Possible bug in string handling (with kludgy work-around)

C

Charles Hixson

This doesn't cause a crash, but rather incorrect results.

self.wordList = ["The", "quick", "brown", "fox", "carefully",
"jumps", "over", "the", "lazy", "dog", "as", "it",
"stealthily", "wends", "its", "way", "homewards", '\b.']
for i in range (len (self.wordList) ):
if not isinstance(self.wordList, str):
self.wordList = ""
elif self.wordList != "" and self.wordList[0] == "\b":
print ("0: wordList[", i, "] = \"", self.wordList, "\"", sep
= "")
print ("0a: wordList[", i, "][1] = \"", self.wordList[1],
"\"", sep = "")
tmp = self.wordList[1] ## !! Kludge --
remove tmp to see the error
self.wordList = tmp + self.wordList[1:-1] ## !!
Kludge -- remove tmp + to see the error
print ("1: wordList[", i, "] = \"", self.wordList, "\"", sep
= "")
print ("len(wordList[", i, "]) = ", len(self.wordList) )
 
R

Rick Johnson

This doesn't cause a crash, but rather incorrect results.

self.wordList    =    ["The", "quick", "brown", "fox", "carefully",
                 "jumps", "over", "the", "lazy", "dog","as", "it",
                 "stealthily", "wends", "its", "way", "homewards", '\b.']
for    i    in    range (len (self.wordList) ):
    if    not isinstance(self.wordList, str):
        self.wordList = ""
   elif self.wordList != "" and self.wordList[0] == "\b":
        print ("0: wordList[", i, "] = \"", self.wordList, "\"", sep
= "")
        print ("0a: wordList[", i, "][1] = \"", self.wordList[1],
"\"", sep = "")

Source records:
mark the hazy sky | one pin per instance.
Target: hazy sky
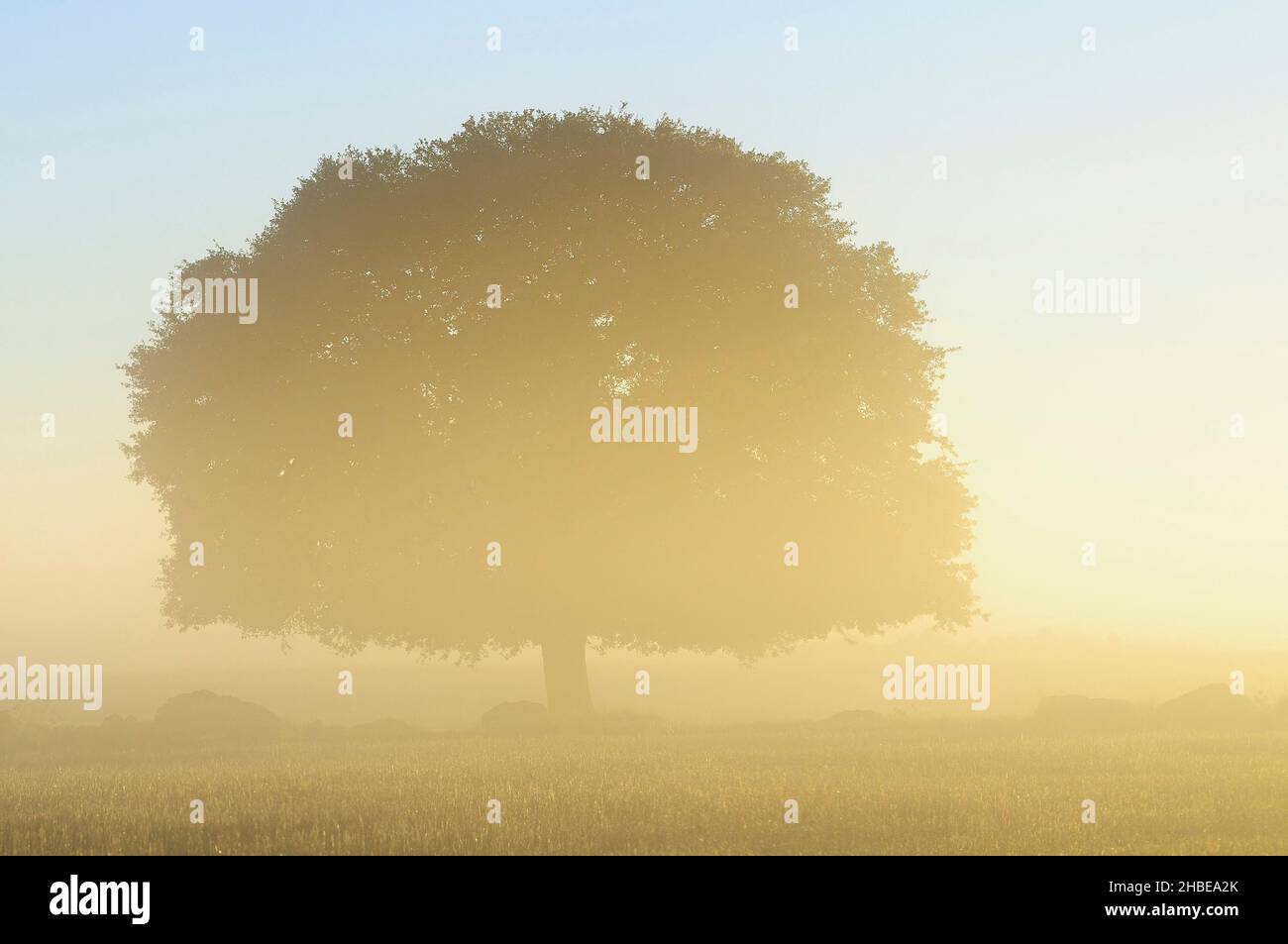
(1115, 162)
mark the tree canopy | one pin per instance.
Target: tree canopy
(472, 421)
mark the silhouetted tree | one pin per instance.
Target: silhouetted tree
(472, 423)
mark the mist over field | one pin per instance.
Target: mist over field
(626, 430)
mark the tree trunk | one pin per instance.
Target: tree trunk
(567, 684)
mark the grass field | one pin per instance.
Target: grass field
(906, 790)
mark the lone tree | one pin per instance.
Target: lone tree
(463, 309)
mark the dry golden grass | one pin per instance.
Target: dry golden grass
(906, 790)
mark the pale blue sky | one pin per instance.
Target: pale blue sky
(1112, 162)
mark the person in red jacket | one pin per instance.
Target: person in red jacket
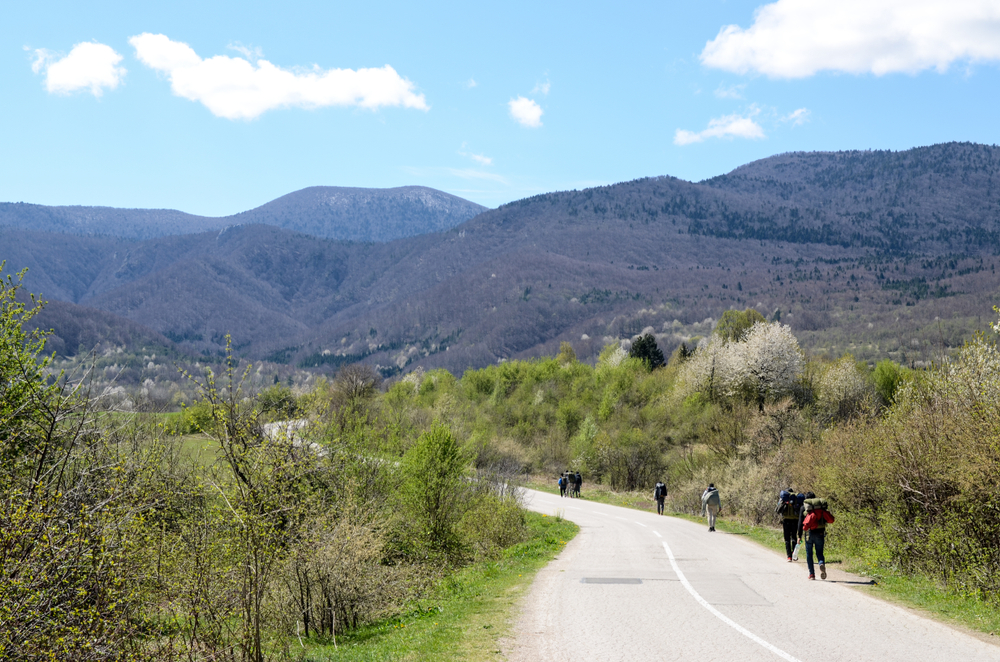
(812, 523)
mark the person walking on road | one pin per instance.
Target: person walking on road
(711, 505)
(789, 507)
(812, 522)
(659, 493)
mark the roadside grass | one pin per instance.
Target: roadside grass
(912, 591)
(465, 616)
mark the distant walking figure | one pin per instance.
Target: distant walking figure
(812, 522)
(711, 505)
(659, 493)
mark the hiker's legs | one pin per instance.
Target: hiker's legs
(789, 527)
(820, 539)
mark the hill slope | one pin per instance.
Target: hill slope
(352, 214)
(870, 252)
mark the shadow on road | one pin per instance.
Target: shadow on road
(870, 582)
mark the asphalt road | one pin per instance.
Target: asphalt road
(636, 586)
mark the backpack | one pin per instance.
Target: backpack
(817, 514)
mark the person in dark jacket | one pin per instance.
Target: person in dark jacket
(711, 504)
(659, 494)
(789, 507)
(812, 524)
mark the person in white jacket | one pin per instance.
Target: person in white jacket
(711, 505)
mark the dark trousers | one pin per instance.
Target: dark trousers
(789, 527)
(815, 539)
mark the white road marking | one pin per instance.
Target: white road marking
(718, 614)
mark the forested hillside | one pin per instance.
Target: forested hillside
(877, 253)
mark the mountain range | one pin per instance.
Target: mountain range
(873, 253)
(350, 214)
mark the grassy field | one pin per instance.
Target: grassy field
(919, 593)
(467, 614)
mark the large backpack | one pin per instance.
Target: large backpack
(818, 507)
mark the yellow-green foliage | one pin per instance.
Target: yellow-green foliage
(922, 480)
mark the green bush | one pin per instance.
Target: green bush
(433, 489)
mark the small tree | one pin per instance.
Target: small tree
(645, 349)
(434, 488)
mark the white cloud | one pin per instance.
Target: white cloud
(526, 112)
(797, 117)
(798, 38)
(727, 126)
(235, 88)
(731, 92)
(469, 173)
(89, 66)
(478, 158)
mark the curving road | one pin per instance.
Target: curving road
(636, 586)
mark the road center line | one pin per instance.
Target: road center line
(718, 614)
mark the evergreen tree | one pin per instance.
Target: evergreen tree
(645, 348)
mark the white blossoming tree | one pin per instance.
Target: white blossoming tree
(766, 363)
(763, 365)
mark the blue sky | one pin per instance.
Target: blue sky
(214, 108)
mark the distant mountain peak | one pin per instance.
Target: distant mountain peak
(332, 212)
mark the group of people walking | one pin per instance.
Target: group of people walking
(569, 484)
(803, 519)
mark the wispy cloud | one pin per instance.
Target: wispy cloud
(526, 112)
(797, 117)
(470, 173)
(236, 88)
(89, 66)
(796, 38)
(478, 158)
(730, 92)
(727, 126)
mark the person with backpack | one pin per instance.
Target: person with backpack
(711, 505)
(789, 507)
(812, 522)
(659, 493)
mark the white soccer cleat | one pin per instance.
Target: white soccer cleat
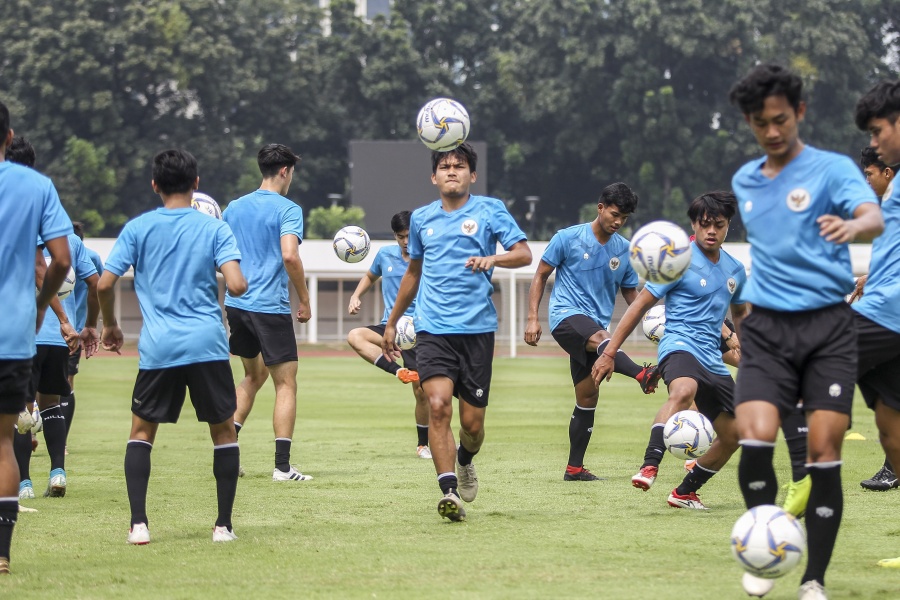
(292, 475)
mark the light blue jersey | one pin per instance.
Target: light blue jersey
(696, 306)
(80, 291)
(451, 298)
(175, 254)
(793, 267)
(259, 220)
(390, 266)
(588, 274)
(881, 296)
(49, 334)
(29, 207)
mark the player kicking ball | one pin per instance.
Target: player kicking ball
(183, 344)
(690, 357)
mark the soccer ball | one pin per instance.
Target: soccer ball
(443, 124)
(660, 252)
(688, 434)
(654, 323)
(406, 333)
(206, 205)
(351, 243)
(767, 542)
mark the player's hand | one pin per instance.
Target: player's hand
(480, 264)
(857, 293)
(532, 332)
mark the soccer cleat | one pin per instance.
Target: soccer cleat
(468, 482)
(292, 475)
(812, 590)
(798, 496)
(645, 478)
(756, 586)
(450, 507)
(691, 500)
(579, 474)
(407, 375)
(648, 378)
(223, 534)
(26, 490)
(882, 481)
(139, 535)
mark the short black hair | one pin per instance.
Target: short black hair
(175, 171)
(712, 205)
(880, 102)
(400, 221)
(619, 195)
(463, 152)
(21, 151)
(763, 81)
(272, 157)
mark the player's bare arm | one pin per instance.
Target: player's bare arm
(535, 295)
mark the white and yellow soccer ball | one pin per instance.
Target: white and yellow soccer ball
(443, 124)
(768, 542)
(406, 333)
(654, 323)
(351, 244)
(205, 204)
(688, 434)
(660, 252)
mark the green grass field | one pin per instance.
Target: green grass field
(367, 525)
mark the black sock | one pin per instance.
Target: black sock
(137, 478)
(756, 475)
(391, 366)
(55, 436)
(823, 518)
(67, 405)
(422, 432)
(694, 480)
(580, 426)
(622, 363)
(226, 463)
(22, 447)
(656, 447)
(283, 454)
(9, 511)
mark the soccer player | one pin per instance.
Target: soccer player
(390, 265)
(183, 345)
(29, 208)
(878, 311)
(690, 357)
(269, 229)
(801, 207)
(591, 263)
(452, 245)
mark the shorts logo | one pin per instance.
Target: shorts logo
(798, 200)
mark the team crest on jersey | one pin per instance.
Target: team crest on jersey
(798, 200)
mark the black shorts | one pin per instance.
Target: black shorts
(408, 356)
(572, 334)
(467, 359)
(50, 371)
(15, 385)
(879, 363)
(252, 333)
(159, 393)
(715, 393)
(786, 356)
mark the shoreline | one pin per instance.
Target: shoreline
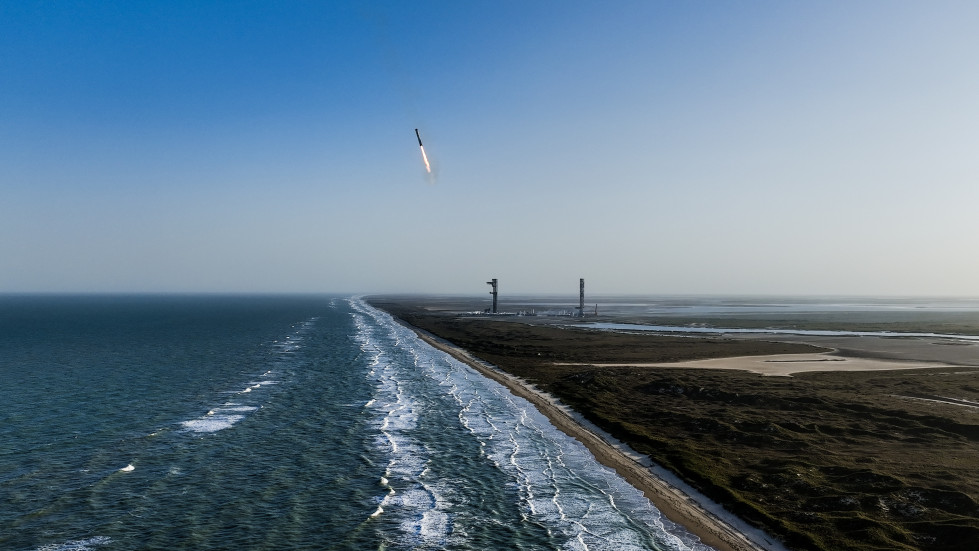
(693, 512)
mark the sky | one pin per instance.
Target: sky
(650, 147)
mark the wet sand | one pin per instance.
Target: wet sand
(704, 414)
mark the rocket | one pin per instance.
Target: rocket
(428, 167)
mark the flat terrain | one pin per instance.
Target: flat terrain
(883, 459)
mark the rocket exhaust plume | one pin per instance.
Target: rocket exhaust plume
(428, 167)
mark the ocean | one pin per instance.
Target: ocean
(291, 422)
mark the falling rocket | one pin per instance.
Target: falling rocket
(428, 167)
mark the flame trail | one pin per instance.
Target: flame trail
(428, 167)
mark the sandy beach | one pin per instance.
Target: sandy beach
(783, 365)
(714, 527)
(823, 442)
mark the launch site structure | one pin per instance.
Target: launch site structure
(494, 292)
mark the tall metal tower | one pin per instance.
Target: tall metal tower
(494, 292)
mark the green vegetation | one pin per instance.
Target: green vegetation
(826, 461)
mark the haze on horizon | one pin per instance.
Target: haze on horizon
(651, 147)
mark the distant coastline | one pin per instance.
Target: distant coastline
(866, 402)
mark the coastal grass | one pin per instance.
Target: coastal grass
(825, 461)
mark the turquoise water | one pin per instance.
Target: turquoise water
(279, 423)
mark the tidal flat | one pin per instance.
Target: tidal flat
(822, 460)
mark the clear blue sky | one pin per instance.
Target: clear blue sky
(762, 147)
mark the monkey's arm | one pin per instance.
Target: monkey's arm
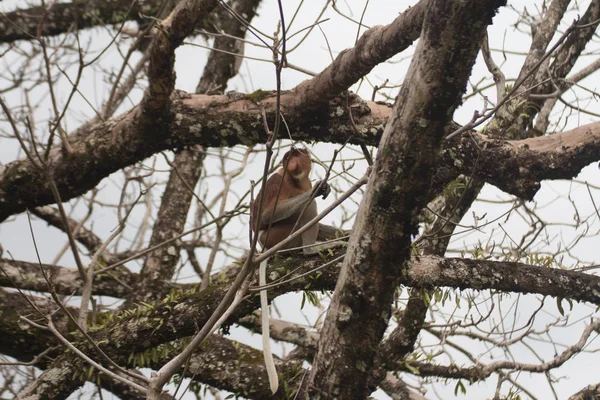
(288, 207)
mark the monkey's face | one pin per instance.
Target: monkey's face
(298, 163)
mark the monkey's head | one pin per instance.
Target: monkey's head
(297, 163)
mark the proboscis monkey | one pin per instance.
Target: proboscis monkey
(288, 205)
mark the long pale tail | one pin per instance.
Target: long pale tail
(264, 305)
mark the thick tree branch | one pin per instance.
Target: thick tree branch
(398, 189)
(374, 47)
(162, 323)
(107, 147)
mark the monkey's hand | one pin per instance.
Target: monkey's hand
(322, 189)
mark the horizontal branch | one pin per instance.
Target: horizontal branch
(152, 325)
(60, 18)
(66, 281)
(517, 167)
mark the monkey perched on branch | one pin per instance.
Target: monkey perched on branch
(289, 204)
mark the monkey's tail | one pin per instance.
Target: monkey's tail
(264, 305)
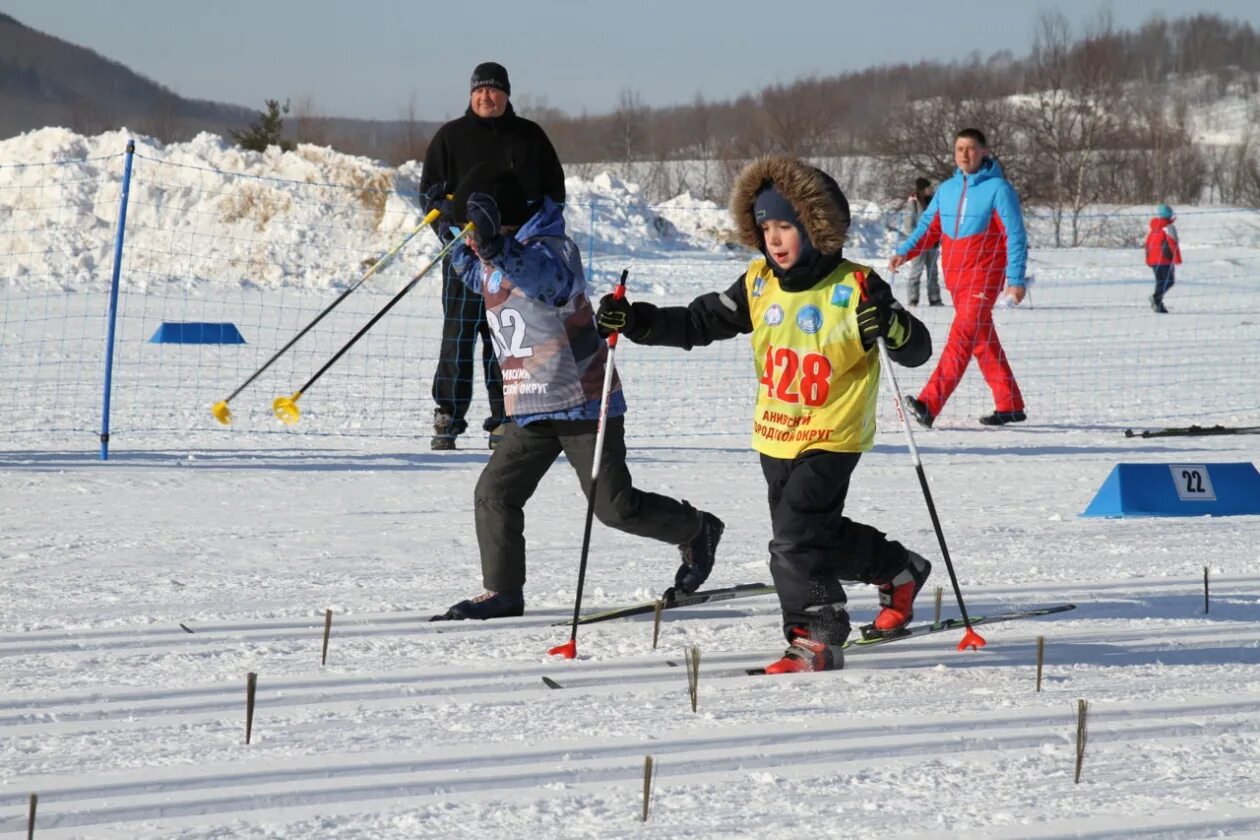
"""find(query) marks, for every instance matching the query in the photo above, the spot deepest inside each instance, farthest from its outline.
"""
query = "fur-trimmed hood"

Prompt:
In the forum thread about string handling, what kind of problem does the reported bug cause instead of a crash?

Solution for this problem:
It causes incorrect results.